▸ **The request**: Please change each "Locate" in the material below to "Find" and leave everything else as it is.

▸ **Collected data entries**:
----------

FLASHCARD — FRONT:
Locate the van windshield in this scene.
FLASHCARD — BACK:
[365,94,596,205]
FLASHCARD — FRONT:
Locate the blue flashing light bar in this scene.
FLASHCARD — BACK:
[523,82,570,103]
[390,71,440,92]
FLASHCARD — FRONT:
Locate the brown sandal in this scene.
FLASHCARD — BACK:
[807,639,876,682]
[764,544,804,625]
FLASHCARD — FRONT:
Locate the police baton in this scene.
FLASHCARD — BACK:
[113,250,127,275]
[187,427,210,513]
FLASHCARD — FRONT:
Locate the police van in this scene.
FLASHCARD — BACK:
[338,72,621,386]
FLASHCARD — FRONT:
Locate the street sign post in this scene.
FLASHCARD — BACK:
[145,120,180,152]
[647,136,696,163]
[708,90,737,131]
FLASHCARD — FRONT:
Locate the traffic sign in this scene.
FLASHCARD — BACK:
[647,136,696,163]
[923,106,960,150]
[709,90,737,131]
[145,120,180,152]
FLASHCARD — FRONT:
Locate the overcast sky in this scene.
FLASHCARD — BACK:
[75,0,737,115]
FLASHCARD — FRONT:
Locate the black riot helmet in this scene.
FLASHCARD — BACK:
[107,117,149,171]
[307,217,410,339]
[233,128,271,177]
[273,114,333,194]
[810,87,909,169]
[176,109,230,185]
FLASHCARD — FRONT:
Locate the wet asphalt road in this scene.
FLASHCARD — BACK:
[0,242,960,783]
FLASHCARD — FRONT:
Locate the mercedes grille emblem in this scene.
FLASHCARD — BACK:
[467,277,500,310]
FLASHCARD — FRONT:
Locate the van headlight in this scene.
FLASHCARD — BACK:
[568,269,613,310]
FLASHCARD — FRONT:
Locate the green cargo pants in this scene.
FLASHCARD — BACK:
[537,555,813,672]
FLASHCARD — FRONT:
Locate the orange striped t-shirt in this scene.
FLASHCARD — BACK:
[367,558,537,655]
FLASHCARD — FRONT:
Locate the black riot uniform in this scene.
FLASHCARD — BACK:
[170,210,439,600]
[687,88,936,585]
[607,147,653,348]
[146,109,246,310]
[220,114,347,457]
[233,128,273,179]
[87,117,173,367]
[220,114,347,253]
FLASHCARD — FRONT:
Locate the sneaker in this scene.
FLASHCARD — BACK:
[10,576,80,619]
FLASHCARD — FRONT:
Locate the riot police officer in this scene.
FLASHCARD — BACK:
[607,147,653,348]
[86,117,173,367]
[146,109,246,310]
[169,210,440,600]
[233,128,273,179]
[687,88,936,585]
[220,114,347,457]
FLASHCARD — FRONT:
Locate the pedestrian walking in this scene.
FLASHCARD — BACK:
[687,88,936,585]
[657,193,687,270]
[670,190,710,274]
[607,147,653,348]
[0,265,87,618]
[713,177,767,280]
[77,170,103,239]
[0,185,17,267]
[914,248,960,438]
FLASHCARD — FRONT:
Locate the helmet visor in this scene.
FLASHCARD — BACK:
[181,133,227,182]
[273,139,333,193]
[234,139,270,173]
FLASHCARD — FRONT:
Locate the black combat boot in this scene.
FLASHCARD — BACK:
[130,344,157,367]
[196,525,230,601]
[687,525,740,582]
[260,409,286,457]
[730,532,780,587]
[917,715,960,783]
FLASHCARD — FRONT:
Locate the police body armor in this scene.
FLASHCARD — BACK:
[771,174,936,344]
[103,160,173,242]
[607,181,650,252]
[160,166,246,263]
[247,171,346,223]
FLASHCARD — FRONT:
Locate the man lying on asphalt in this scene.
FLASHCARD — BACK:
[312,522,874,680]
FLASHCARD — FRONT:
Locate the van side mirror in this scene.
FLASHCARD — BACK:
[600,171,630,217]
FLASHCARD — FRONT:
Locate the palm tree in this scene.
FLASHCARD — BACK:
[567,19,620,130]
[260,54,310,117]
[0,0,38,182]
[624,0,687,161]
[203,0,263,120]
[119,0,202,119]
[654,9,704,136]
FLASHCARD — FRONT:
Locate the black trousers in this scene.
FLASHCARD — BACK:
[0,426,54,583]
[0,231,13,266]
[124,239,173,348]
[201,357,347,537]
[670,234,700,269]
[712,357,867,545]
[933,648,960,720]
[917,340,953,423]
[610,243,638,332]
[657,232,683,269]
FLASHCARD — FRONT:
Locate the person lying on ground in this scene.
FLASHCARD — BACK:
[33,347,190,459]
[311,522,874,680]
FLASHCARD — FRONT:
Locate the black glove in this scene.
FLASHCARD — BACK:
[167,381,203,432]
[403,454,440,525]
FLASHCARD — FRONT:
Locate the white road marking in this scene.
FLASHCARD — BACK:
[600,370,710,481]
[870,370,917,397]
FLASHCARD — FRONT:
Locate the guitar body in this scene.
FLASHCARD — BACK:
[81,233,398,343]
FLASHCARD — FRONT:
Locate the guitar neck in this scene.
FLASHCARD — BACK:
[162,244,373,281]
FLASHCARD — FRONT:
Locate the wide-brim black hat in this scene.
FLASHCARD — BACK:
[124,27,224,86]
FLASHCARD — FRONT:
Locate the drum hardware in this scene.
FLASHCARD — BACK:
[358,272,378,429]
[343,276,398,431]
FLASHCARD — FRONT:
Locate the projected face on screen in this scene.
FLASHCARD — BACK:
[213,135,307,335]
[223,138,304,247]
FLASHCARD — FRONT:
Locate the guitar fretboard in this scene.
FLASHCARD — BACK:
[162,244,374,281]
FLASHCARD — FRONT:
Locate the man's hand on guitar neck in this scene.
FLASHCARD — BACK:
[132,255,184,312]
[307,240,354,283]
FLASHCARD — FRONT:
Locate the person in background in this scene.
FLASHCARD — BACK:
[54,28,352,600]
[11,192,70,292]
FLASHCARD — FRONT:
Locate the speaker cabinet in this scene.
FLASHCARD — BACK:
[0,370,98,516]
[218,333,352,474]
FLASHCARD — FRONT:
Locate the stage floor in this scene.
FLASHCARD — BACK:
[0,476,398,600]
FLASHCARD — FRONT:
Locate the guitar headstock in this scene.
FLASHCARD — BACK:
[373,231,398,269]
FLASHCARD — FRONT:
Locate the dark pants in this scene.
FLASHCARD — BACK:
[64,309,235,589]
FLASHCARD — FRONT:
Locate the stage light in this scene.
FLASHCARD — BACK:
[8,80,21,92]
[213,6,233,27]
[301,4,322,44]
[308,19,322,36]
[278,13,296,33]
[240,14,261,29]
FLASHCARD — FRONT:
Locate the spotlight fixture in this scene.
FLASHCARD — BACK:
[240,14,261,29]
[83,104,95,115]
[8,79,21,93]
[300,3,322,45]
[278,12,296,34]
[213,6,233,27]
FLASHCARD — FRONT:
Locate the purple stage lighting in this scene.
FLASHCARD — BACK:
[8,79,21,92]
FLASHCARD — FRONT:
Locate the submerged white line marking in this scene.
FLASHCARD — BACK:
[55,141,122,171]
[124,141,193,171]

----------

▸ **Completed task**:
FLASHCARD — FRONT:
Find the van windshield in this scene.
FLASHCARD — BACK:
[365,94,596,205]
FLASHCARD — FRONT:
Find the blue flashing light bar in this scene.
FLASHCARD — BACK:
[523,82,570,103]
[390,71,440,92]
FLASHCARD — FRONT:
Find the brown sandal in this scene.
FLASHCARD — BACK:
[807,639,876,682]
[764,544,804,625]
FLASHCARD — FRONT:
Find the police baton in this scene.
FLASHCARD — BACK:
[113,250,127,275]
[187,427,210,513]
FLASHCARD — FRONT:
Find the police van in this scene.
FLASHCARD — BACK:
[338,72,621,386]
FLASHCARD — FRONT:
Find the street sign post in this scene.
FLASHCARD — BACK:
[145,120,180,152]
[647,136,696,163]
[708,90,737,131]
FLASHCARD — FRONT:
Find the traffic sign in this scene.
FLASHCARD — BACK:
[647,136,696,163]
[923,106,960,150]
[709,90,737,131]
[145,120,180,152]
FLASHCARD — FRONT:
Find the overcast sky in this scene.
FLASHCARD — BACK:
[75,0,737,115]
FLASHCARD — FRONT:
Find the black riot helmet in this scene.
FLASHCARD — BACK:
[107,117,149,171]
[307,217,410,339]
[233,128,271,177]
[273,114,333,194]
[810,87,909,169]
[176,109,230,185]
FLASHCARD — FRONT:
Find the wet asphalt road in this scene.
FLASHCARD — BACK:
[0,242,960,783]
FLASHCARD — FRONT:
Find the mercedes grille emblem in this scene.
FLASHCARD — BACK:
[467,277,500,310]
FLASHCARD — FRONT:
Find the van headlight in this scene.
FLASHCARD — BACK:
[568,269,613,310]
FLASHCARD — FRONT:
Find the green cargo pants in this scene.
FLASHCARD — BACK:
[537,555,813,672]
FLASHCARD — FRONT:
Find the orange striped t-shirt in this scene.
FLASHCARD — BACK:
[367,558,537,655]
FLASHCARD — FRONT:
Find the black riot uniform in this scene.
FLASHCARD — BACK:
[170,210,439,600]
[687,88,936,585]
[607,147,653,348]
[146,109,246,310]
[220,114,347,457]
[233,128,273,179]
[87,117,173,367]
[220,114,347,253]
FLASHCARD — FRONT:
Find the sneaker in this scene.
FLASHCARD — BACK:
[10,576,80,619]
FLASHCARD — FRONT:
Find the riot police officer in this scene.
FLASHCARD — BACK:
[607,147,653,348]
[86,117,173,367]
[146,109,246,310]
[169,210,440,600]
[233,128,273,179]
[687,88,936,585]
[220,114,347,457]
FLASHCARD — FRONT:
Find the pedestrian walking in this scene.
FLASHCARD — BACK:
[687,88,936,585]
[657,193,687,270]
[670,190,710,274]
[607,147,653,348]
[0,265,87,618]
[713,177,767,280]
[77,170,103,239]
[0,185,17,267]
[914,248,960,438]
FLASHCARD — FRONT:
Find the helmet visor in this scene.
FLASHCARD — BACK:
[181,133,227,182]
[273,139,333,193]
[234,139,270,173]
FLASHCARD — FRONT:
Find the black combat boot in this scene.
FLASHCARD — BACK:
[130,344,157,367]
[196,525,230,601]
[687,525,740,582]
[260,409,286,457]
[730,532,780,587]
[917,715,960,783]
FLASHCARD — FRONT:
Find the police body armor in this scene.
FLASHCARD — BACK:
[771,174,936,344]
[103,160,173,242]
[607,181,650,252]
[160,166,246,263]
[247,171,346,223]
FLASHCARD — FRONT:
Find the man lying on asphalt in this scene.
FLASHCARD — BACK:
[312,522,874,680]
FLASHCARD — FRONT:
Find the van side mirror in this scene.
FLASHCARD — BACK:
[600,171,630,217]
FLASHCARD — FRONT:
Find the palm tree in this scene.
FLASHCARD — BACK:
[567,19,620,130]
[260,54,310,117]
[0,0,38,182]
[624,0,687,161]
[203,0,263,120]
[119,0,202,119]
[654,9,704,136]
FLASHCARD — FRONT:
Find the black trousers in this scene.
FLASHCARD — BACK:
[0,426,54,583]
[0,231,13,266]
[124,239,173,348]
[201,357,347,537]
[670,234,700,269]
[712,357,867,545]
[933,648,960,720]
[917,340,953,423]
[610,243,638,332]
[657,232,683,269]
FLASHCARD — FRONT:
Find the person lying on ground in this scene.
FLASHCARD — BACK:
[33,347,190,459]
[311,522,874,680]
FLASHCARD — FRONT:
Find the black glove in this scene.
FLASHCARD — BACK:
[167,381,203,432]
[403,454,440,525]
FLASHCARD — FRONT:
Find the white road marking in this scene.
FLASHCARD — BACK:
[600,370,710,481]
[870,370,917,397]
FLASHCARD — FRONT:
Find the guitar body in this scene.
FLASHCARD — BACK:
[81,233,398,343]
FLASHCARD — FRONT:
Find the guitar neck in this scene.
FLASHCARD — BACK:
[162,244,373,281]
FLASHCARD — FRONT:
Find the wide-brim black hat in this scene.
FLASHCARD — BACK:
[124,27,224,86]
FLASHCARD — FRONT:
Find the drum hardware in this scene.
FLASHCARD — BACK:
[358,272,378,429]
[343,276,398,431]
FLASHCARD — FRONT:
Find the projected face on screen in this scene.
FLASHCARD — BACK:
[213,135,307,335]
[223,138,304,247]
FLASHCARD — FRONT:
Find the guitar fretboard in this scene.
FLASHCARD — BACK:
[162,244,374,281]
FLASHCARD — FRONT:
Find the man's hand on guitar neck in this scene.
FLASHCARD — BACK:
[132,255,184,312]
[307,240,354,283]
FLASHCARD — FRONT:
Find the person in background in this scene.
FLASHCARD — BACK:
[54,28,352,600]
[11,192,70,292]
FLASHCARD — FRONT:
Find the speaker cabinet in this scene.
FLASHCARD — BACK:
[0,370,98,516]
[218,333,352,474]
FLASHCARD — FRONT:
Find the stage floor in this scene.
FLASHCARD — BACK:
[0,476,398,600]
FLASHCARD — FRONT:
Find the guitar headstock in this scene.
FLASHCARD — BACK:
[373,231,398,269]
FLASHCARD — FRONT:
Find the dark pants in this scene.
FLASHCARD — BACK:
[64,309,235,589]
FLASHCARD — FRONT:
Find the stage light in this scene.
FLASHCARD — BACK:
[8,80,21,92]
[213,6,233,27]
[301,4,322,44]
[308,19,322,36]
[278,13,296,33]
[240,14,261,29]
FLASHCARD — FRONT:
Find the spotlight fixture in this scene.
FLASHCARD — BACK:
[240,14,261,29]
[83,104,95,115]
[8,79,21,93]
[300,3,322,45]
[278,12,296,34]
[213,6,233,27]
FLASHCARD — FRONT:
Find the purple stage lighting in this scene.
FLASHCARD — BACK:
[8,79,21,92]
FLASHCARD — FRONT:
Find the submerged white line marking in this scene.
FLASHCARD — BACK:
[55,141,122,171]
[124,141,193,171]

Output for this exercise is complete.